| EXERCISE DETAILS |
Retype exactly the lines that run from the line with "Expected: one point per instance of the black office" to the final line of the entries, keeping both ends and nothing else.
——
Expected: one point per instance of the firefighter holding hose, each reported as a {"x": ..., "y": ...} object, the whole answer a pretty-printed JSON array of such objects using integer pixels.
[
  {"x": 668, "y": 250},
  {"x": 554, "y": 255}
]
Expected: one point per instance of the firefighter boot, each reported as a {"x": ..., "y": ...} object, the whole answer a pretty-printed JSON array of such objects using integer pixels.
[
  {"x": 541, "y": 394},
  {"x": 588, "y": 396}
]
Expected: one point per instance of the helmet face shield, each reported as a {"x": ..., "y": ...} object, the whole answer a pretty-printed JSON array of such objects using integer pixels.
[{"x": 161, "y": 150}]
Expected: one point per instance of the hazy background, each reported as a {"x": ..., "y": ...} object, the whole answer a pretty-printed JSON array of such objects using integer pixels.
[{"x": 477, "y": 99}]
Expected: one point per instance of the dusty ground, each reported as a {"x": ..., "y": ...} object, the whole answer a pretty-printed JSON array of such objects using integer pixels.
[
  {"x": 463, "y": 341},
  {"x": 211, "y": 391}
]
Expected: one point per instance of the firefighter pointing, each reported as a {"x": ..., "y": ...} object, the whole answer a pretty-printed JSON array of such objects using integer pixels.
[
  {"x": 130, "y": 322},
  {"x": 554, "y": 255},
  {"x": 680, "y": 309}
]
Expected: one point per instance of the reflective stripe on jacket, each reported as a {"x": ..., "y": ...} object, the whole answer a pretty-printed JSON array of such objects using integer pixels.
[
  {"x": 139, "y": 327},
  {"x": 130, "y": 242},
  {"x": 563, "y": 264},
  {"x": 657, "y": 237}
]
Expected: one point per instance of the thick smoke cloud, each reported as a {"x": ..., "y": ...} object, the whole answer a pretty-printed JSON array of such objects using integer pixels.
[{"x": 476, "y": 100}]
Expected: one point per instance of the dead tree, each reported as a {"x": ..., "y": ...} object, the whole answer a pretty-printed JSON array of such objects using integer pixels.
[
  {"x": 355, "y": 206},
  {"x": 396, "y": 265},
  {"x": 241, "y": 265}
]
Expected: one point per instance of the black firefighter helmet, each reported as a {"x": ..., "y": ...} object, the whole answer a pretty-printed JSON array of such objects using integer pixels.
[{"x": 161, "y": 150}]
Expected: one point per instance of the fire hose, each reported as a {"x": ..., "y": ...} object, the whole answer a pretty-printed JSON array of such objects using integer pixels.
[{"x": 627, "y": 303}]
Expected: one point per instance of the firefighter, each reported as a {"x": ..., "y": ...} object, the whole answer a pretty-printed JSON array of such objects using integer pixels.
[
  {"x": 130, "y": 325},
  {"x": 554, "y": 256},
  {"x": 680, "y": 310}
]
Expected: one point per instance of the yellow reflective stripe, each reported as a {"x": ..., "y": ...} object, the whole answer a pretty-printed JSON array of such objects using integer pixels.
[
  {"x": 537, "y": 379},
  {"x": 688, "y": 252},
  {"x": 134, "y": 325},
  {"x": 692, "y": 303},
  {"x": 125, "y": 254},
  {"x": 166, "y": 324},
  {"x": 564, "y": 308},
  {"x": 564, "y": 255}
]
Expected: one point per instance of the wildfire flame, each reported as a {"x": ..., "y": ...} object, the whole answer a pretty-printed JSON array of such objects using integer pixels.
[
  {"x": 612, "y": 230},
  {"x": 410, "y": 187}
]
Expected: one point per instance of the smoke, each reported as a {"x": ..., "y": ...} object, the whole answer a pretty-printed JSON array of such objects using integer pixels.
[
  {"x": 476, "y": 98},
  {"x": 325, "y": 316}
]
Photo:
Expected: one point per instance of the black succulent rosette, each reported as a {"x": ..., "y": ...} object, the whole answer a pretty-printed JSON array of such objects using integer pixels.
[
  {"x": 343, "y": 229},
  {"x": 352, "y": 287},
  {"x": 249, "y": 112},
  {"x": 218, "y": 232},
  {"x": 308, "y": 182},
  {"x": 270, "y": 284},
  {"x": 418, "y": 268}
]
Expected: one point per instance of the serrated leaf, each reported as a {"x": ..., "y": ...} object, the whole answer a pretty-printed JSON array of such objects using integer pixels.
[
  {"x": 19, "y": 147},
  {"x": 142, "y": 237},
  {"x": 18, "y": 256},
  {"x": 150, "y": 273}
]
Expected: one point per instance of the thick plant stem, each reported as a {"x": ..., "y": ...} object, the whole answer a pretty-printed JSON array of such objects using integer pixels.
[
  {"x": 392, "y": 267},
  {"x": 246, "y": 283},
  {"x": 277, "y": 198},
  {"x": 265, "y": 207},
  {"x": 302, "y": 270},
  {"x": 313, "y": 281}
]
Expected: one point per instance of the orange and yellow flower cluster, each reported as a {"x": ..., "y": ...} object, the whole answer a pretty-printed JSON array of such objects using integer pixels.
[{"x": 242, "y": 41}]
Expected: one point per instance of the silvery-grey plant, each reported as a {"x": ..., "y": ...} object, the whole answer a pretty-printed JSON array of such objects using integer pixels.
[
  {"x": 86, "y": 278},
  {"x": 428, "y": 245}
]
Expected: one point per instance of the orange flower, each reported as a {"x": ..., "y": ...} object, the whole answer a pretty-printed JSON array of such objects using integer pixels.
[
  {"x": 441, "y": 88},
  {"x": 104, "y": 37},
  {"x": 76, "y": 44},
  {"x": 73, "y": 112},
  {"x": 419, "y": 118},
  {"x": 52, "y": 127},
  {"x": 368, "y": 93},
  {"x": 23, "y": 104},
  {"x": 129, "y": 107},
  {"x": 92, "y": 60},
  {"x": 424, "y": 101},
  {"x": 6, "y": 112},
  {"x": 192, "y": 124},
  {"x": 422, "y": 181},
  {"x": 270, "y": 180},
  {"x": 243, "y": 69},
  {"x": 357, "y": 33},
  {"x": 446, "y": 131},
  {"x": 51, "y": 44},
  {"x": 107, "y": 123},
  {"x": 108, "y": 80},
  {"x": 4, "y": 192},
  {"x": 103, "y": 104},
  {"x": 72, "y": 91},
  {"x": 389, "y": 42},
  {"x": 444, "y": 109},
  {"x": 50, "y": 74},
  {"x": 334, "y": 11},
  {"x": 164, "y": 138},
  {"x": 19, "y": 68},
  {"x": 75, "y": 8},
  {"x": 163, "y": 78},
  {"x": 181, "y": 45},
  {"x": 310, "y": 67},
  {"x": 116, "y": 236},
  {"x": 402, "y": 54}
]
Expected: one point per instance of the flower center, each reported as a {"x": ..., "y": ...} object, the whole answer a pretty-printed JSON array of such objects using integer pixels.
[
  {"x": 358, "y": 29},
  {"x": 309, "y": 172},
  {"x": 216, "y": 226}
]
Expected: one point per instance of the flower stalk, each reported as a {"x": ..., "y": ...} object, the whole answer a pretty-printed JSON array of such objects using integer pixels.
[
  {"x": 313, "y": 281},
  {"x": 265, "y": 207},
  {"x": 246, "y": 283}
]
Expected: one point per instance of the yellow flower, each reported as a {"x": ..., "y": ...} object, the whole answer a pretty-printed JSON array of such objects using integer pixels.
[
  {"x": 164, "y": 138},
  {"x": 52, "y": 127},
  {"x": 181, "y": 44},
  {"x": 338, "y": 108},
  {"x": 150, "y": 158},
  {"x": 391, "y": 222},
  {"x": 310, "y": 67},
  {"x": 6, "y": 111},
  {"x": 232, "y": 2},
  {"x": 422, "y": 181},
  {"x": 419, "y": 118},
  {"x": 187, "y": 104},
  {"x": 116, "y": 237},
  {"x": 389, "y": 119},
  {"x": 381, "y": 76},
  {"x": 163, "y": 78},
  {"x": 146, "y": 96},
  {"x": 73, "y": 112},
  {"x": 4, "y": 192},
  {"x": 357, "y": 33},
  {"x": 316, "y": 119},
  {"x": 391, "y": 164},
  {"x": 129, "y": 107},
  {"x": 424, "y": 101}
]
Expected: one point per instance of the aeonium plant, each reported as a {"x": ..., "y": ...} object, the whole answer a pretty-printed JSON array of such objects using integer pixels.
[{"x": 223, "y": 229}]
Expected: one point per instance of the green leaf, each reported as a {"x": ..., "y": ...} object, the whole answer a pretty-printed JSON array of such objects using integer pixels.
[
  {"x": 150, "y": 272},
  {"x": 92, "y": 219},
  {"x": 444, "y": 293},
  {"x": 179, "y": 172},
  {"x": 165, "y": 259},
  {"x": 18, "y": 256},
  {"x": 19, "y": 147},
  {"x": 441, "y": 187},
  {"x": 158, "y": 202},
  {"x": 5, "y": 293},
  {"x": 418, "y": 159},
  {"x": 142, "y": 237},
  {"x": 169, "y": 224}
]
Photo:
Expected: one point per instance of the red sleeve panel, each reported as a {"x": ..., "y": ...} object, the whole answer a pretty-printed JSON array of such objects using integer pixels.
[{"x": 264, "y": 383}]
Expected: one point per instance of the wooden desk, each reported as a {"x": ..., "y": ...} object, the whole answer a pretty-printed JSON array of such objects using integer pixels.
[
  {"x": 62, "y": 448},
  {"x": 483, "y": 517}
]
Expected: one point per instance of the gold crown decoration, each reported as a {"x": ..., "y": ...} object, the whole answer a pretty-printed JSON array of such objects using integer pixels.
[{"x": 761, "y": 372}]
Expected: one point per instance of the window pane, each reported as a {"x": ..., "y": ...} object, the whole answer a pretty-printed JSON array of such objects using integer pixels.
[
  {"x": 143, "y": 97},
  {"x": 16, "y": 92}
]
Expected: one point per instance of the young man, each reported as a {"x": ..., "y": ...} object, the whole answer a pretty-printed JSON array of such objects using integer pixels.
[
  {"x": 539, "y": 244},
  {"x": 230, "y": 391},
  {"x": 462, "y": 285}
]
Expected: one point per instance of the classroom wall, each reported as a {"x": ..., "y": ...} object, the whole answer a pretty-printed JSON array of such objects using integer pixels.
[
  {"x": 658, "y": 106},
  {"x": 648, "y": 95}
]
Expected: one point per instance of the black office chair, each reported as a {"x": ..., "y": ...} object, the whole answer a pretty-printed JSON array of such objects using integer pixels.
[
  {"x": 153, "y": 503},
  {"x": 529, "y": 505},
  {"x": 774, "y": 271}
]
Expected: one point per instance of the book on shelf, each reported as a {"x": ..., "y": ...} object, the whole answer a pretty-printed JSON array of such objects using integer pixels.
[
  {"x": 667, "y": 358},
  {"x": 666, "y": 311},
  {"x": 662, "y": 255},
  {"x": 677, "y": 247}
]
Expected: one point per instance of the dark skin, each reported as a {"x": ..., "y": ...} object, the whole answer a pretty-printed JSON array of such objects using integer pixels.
——
| EXERCISE ANSWER |
Expected: one point per instance of the black office chair, each reported as a {"x": ..., "y": ...} object, the whole answer a pretty-printed JSON array of such objects using integer pixels.
[
  {"x": 153, "y": 503},
  {"x": 529, "y": 505},
  {"x": 774, "y": 271}
]
Expected: one point per instance of the book on shelf, each reported as a {"x": ..., "y": ...} object, the whole answer a pretty-printed JSON array of such objects using integer pixels.
[
  {"x": 667, "y": 358},
  {"x": 666, "y": 311},
  {"x": 662, "y": 255},
  {"x": 677, "y": 247}
]
Expected: one point per instance of the dark skin, each reported as a {"x": ..., "y": ...} object, the whole answer a pretty-printed JSON array of such objects using integer pixels.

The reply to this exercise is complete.